GIVEN EXERCISE = Write out, word for word, the stretch of the entries below from the line containing "Objective — drop a marker on each instance of the coastal" through the line containing "[[167, 65]]", with both of those lines included. Omit the pictures from your answer.

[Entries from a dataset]
----------

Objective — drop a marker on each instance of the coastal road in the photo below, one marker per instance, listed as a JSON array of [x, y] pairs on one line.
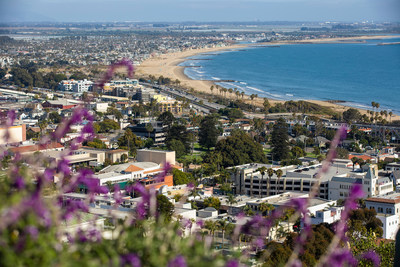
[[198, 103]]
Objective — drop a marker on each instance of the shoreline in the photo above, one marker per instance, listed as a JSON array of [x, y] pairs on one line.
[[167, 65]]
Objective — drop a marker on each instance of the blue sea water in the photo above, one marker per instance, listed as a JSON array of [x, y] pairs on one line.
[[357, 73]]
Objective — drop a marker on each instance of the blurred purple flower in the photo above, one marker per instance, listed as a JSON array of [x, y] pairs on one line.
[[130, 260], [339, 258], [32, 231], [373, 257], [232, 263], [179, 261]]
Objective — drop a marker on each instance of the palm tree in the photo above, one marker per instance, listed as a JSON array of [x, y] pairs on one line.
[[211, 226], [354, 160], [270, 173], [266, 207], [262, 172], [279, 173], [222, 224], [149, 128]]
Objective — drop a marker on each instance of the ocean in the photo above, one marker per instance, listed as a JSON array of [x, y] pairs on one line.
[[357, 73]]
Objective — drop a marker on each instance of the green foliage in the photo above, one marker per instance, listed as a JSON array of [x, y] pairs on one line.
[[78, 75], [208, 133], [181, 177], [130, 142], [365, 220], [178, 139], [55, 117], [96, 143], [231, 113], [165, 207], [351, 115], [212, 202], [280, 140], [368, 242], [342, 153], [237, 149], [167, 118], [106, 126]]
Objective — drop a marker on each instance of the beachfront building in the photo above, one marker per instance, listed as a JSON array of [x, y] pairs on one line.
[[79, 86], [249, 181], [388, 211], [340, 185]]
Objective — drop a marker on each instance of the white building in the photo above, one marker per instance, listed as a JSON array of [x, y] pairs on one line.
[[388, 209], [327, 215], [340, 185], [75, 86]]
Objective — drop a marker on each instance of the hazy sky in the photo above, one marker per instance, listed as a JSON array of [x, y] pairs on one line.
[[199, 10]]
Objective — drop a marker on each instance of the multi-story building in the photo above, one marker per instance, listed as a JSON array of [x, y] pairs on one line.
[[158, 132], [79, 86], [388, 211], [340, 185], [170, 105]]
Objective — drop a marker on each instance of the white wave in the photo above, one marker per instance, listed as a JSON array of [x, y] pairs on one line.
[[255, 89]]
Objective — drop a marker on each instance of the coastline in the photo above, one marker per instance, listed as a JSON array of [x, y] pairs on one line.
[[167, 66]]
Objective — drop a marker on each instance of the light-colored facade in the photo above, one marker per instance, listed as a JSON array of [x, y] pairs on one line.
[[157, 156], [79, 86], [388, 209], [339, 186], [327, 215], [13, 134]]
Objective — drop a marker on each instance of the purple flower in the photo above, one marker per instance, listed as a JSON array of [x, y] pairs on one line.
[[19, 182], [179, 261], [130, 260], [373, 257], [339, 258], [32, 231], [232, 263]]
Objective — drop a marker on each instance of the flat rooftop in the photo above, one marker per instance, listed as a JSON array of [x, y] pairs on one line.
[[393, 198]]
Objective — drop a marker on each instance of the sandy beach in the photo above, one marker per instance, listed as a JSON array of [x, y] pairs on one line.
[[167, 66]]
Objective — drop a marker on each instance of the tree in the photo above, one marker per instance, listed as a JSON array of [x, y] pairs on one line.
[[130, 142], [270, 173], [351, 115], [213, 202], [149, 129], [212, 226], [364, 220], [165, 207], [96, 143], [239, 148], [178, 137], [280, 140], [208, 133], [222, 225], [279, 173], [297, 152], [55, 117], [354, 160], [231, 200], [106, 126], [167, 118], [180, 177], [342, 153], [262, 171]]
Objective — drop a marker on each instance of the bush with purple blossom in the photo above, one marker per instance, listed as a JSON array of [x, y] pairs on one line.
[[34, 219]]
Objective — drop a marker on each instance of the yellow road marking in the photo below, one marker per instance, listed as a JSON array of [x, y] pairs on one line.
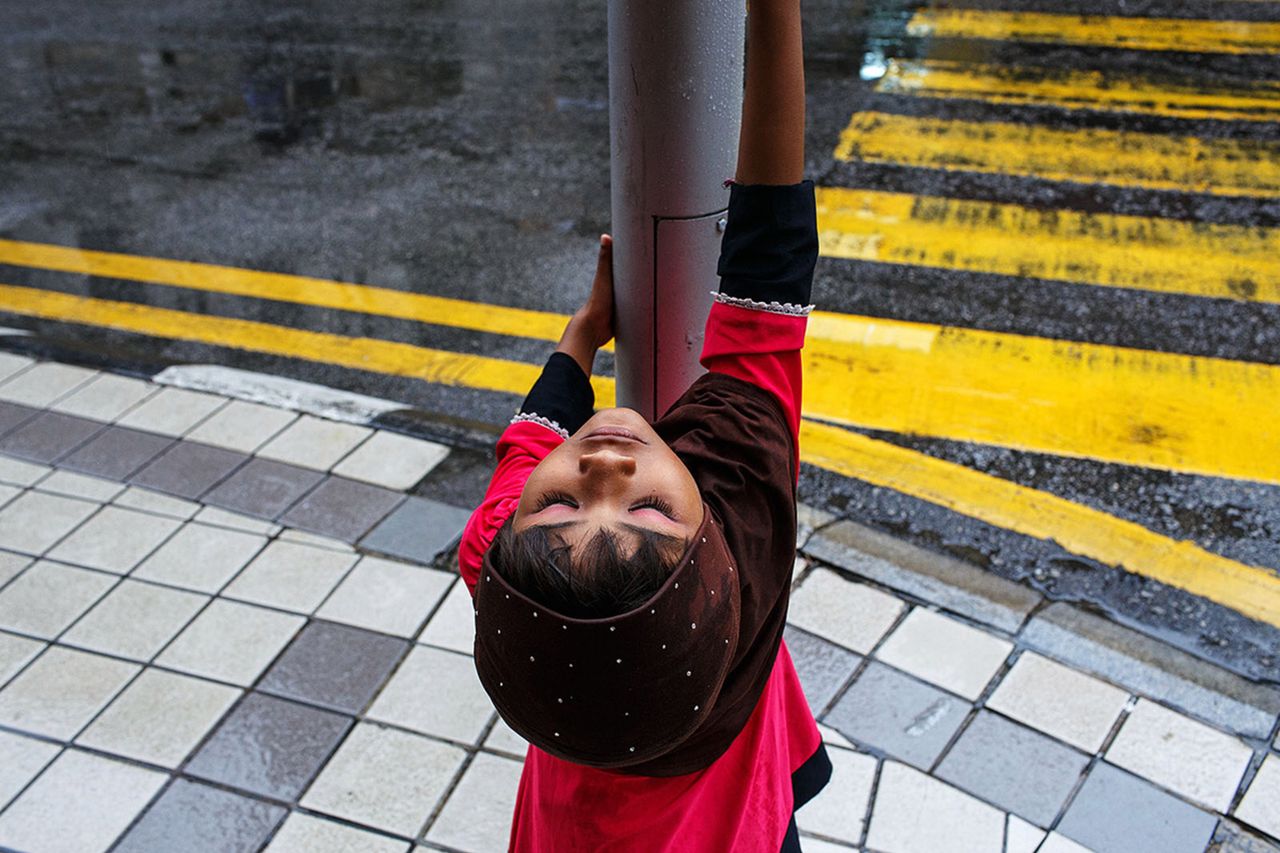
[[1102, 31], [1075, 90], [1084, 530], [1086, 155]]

----------

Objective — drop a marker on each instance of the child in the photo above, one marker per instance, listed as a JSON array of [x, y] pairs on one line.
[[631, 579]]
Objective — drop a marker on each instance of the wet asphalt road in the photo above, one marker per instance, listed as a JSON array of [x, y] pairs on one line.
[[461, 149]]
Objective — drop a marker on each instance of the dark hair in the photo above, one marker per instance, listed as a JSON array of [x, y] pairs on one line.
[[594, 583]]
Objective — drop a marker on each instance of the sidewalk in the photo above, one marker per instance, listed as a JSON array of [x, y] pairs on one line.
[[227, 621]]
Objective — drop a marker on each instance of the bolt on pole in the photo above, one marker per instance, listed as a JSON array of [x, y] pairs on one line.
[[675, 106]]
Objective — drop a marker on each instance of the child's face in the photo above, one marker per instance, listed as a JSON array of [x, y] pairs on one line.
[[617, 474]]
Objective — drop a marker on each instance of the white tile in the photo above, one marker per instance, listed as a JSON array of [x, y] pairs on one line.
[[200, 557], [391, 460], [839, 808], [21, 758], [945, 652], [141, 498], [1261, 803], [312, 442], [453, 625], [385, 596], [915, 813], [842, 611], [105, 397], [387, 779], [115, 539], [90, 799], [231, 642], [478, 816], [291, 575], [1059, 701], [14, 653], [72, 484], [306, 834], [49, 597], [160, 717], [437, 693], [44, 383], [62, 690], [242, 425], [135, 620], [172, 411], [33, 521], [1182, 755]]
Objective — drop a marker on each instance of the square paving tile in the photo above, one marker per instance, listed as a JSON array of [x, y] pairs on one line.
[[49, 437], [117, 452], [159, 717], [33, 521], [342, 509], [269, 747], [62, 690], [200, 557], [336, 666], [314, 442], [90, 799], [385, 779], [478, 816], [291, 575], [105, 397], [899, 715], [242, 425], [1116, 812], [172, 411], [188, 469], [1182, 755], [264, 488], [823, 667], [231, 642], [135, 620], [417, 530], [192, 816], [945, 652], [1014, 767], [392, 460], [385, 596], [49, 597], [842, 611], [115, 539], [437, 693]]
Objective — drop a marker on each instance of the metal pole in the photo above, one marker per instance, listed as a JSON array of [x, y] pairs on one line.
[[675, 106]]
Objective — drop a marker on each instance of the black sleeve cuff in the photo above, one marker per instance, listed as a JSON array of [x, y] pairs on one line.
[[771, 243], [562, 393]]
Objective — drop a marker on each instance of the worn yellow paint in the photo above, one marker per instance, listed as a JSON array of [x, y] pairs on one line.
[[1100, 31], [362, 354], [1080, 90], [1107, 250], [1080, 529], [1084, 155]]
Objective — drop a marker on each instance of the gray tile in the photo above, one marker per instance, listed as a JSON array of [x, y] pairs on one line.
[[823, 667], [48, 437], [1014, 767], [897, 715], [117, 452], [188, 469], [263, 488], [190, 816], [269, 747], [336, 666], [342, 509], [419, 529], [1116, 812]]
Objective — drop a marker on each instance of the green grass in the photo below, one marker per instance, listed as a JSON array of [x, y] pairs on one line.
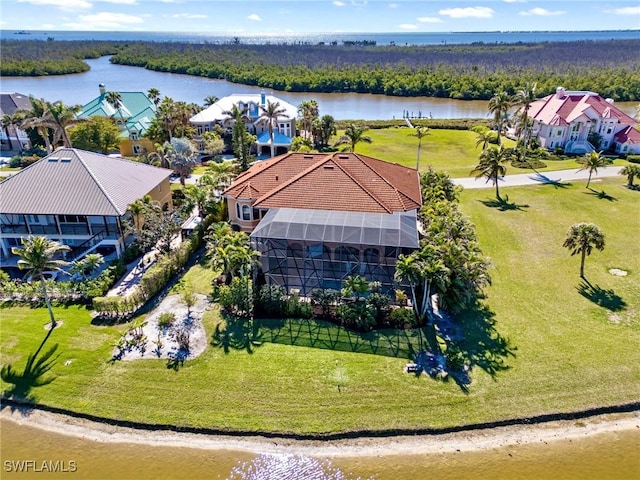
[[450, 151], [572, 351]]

----------

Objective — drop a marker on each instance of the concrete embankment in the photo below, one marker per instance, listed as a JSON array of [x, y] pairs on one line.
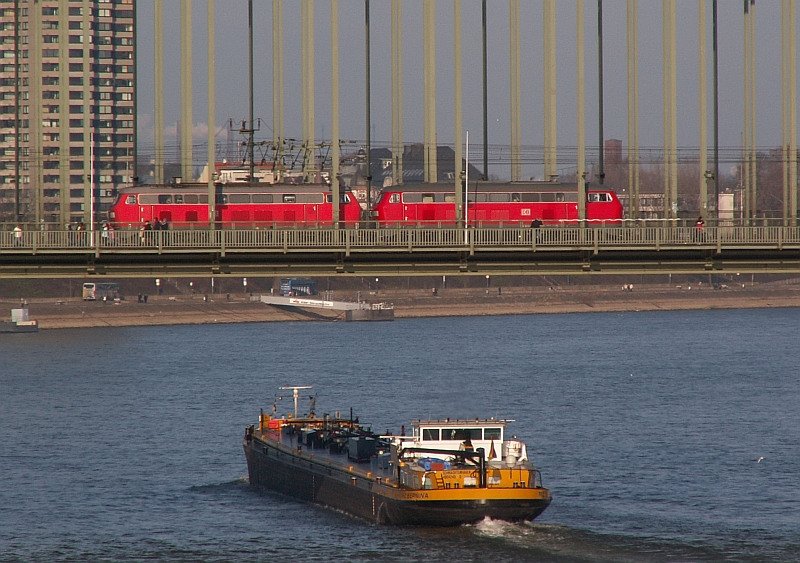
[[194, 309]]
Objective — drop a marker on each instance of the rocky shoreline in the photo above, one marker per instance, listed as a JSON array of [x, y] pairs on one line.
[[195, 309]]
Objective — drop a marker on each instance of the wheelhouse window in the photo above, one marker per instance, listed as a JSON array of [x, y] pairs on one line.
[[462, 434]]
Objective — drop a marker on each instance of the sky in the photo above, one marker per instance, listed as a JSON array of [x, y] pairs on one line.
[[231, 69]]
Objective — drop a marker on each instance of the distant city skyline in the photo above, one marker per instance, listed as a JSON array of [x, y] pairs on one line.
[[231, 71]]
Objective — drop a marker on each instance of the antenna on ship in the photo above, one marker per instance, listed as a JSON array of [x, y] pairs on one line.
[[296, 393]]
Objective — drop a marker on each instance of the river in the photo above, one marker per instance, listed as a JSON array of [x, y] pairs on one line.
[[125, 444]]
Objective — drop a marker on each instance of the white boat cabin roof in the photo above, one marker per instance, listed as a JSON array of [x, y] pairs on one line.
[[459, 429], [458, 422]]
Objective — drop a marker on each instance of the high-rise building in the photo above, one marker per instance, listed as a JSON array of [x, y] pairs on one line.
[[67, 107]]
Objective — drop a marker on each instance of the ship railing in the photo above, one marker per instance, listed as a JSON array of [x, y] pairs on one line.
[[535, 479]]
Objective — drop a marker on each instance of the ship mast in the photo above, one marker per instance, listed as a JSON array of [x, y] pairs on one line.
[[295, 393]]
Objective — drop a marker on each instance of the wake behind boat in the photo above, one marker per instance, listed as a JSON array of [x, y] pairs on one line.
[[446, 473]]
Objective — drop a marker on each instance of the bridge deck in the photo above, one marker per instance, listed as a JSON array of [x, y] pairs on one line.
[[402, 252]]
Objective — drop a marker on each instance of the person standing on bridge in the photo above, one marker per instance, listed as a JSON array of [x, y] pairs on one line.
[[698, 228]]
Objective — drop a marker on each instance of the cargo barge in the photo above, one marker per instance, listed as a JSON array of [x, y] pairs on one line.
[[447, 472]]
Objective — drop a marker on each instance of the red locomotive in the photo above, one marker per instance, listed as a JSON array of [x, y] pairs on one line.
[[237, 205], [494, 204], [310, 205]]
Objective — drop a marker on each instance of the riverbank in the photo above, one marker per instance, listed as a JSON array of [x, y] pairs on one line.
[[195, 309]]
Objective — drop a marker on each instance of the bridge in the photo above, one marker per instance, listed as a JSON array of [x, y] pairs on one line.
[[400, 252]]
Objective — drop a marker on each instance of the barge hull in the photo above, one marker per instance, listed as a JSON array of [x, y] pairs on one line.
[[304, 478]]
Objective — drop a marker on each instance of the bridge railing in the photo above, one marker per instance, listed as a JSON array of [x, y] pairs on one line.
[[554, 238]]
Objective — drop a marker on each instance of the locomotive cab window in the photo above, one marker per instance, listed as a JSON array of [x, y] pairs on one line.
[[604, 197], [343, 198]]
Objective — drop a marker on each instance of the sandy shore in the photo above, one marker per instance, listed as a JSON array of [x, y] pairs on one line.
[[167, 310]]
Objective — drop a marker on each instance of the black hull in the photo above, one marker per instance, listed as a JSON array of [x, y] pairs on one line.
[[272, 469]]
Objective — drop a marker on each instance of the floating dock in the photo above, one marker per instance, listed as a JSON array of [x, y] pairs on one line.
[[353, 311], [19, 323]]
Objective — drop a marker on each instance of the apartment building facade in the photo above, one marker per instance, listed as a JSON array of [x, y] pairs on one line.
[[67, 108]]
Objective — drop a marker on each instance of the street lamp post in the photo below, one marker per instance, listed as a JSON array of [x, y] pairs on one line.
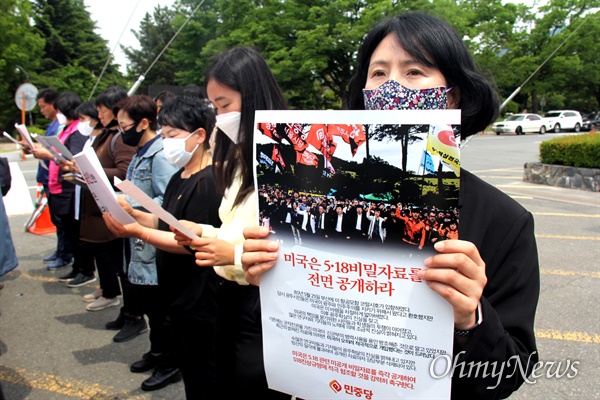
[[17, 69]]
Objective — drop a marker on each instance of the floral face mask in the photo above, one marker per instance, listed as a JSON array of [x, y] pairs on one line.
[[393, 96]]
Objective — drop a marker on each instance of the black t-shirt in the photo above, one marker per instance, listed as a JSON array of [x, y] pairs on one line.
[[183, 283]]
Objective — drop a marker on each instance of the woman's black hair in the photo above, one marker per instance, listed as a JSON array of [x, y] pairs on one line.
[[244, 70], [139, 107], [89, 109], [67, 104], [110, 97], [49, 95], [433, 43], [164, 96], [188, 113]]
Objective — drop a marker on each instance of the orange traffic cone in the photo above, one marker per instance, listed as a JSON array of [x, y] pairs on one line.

----------

SOLUTION BELOW =
Objective — drop a marker on each instance of the coastal road in the photo below, one marker per instance, listed as a JSON array of [x, y] pairs on one line.
[[198, 103]]
Objective — drop a marker on each instance of the shoreline in the photo above, one marker per instance, listed as a JSON array of [x, y] pairs on one line.
[[167, 65]]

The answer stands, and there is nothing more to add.